Available data: Begin

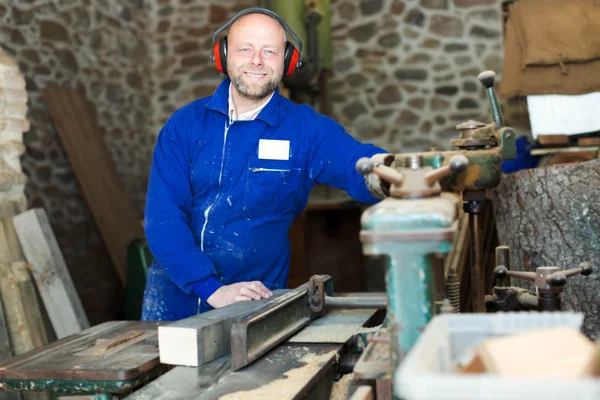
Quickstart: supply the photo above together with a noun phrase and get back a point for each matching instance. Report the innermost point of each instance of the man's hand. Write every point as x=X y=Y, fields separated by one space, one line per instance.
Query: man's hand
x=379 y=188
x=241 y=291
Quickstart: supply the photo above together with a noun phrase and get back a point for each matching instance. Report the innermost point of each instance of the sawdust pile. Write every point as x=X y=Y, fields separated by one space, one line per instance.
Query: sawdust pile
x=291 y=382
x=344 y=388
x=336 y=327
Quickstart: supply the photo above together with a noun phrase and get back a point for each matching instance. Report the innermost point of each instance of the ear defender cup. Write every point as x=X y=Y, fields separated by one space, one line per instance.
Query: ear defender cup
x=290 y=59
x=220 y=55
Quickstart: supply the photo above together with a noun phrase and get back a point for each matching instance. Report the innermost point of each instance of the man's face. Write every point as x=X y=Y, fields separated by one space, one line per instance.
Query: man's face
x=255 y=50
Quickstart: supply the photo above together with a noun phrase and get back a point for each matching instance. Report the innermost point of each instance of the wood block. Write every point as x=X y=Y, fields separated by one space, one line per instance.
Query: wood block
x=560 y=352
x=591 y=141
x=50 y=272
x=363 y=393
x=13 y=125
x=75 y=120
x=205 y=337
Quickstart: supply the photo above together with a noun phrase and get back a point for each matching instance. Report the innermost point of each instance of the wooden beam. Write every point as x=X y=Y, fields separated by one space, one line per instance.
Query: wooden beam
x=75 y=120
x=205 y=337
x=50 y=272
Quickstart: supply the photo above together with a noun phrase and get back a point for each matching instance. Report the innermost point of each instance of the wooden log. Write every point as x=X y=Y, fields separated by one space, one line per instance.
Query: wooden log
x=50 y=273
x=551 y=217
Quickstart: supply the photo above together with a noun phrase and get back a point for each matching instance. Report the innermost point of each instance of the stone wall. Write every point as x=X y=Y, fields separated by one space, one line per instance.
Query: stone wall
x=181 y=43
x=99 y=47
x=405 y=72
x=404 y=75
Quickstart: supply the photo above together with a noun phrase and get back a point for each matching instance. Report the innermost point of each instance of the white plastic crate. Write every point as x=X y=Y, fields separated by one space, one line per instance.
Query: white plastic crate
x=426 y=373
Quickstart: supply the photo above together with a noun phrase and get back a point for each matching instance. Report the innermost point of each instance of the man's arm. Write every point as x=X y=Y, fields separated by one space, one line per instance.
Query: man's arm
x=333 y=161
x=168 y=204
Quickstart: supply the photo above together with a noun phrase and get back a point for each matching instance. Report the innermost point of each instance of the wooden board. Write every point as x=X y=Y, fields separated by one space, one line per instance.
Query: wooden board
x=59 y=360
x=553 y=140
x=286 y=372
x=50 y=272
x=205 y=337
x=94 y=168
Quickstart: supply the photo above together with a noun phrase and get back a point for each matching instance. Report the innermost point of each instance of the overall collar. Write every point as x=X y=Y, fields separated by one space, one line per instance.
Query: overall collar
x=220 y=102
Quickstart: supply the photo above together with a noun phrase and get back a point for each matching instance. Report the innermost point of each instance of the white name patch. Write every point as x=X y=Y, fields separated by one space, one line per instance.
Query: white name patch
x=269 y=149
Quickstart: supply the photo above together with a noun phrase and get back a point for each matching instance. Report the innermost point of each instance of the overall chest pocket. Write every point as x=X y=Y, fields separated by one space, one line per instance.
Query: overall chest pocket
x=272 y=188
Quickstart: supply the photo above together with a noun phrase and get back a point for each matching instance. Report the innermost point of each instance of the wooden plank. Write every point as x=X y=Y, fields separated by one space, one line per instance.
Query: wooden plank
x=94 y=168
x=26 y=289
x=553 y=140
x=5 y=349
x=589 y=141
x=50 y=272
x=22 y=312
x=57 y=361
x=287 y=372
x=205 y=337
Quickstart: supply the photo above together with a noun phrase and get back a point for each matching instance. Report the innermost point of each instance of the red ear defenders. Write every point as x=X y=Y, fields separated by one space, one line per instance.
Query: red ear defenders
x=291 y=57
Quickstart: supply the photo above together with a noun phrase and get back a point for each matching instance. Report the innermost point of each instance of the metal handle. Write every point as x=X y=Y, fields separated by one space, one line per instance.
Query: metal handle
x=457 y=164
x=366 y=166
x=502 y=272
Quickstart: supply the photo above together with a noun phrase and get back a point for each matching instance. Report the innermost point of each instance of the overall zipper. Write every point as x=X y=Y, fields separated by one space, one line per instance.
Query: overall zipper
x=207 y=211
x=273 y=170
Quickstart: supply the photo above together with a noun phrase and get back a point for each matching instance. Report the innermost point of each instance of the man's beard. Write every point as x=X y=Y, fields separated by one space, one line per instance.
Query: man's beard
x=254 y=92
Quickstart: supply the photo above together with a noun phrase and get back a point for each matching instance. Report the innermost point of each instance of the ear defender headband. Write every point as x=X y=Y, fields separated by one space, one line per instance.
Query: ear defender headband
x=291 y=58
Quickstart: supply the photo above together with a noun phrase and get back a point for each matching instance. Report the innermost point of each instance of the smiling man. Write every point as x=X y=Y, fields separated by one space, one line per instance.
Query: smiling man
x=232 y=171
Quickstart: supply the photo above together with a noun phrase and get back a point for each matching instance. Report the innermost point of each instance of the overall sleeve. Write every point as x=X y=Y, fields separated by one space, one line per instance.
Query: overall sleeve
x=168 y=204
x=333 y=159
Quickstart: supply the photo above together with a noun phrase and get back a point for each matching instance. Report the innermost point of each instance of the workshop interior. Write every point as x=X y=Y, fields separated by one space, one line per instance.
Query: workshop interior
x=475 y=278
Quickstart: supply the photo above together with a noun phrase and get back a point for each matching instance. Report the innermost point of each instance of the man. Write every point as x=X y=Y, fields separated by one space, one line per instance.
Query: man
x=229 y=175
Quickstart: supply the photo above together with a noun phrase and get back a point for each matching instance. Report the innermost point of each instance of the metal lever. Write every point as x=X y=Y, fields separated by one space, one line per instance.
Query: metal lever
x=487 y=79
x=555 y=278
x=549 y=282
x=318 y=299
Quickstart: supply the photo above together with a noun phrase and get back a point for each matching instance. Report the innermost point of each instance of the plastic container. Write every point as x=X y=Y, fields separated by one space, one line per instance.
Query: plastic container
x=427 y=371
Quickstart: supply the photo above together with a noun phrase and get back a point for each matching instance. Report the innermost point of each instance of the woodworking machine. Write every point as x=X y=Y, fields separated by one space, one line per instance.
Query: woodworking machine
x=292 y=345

Available data: End

## Your assignment:
Your answer must consist only of the lines from the one with "of the woodworking" through the final line of the entries, each retyped exactly.

## Task response:
Quickstart: supply the photo above together with a noun phrase and get back a point for each matching instance. Report the innermost point of each instance of the woodworking machine. Write every point as x=X y=Y, fields separated by one space, one line per instance.
Query: woodworking machine
x=292 y=345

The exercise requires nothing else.